#### Written exercise:
Rewrite the rows below, putting "marker" in place of every "dot" and changing nothing else. Leave the pictures out of your answer.

#### Stored data:
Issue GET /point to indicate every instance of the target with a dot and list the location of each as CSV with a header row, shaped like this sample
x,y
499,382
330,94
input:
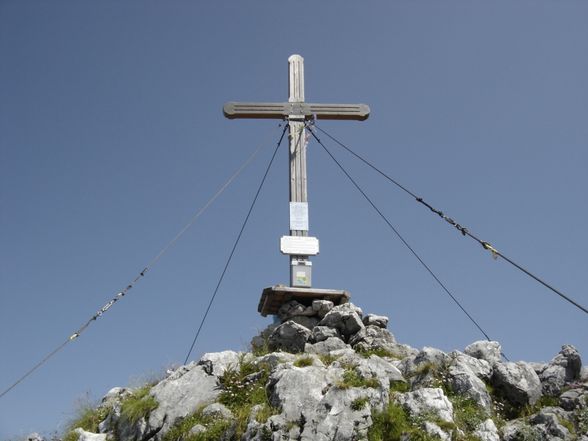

#### Expected answer:
Issue GET /point to indicate every instance of the target with a marker and list the location of each as CSV with a header row, shaped like this sample
x,y
499,382
330,94
input:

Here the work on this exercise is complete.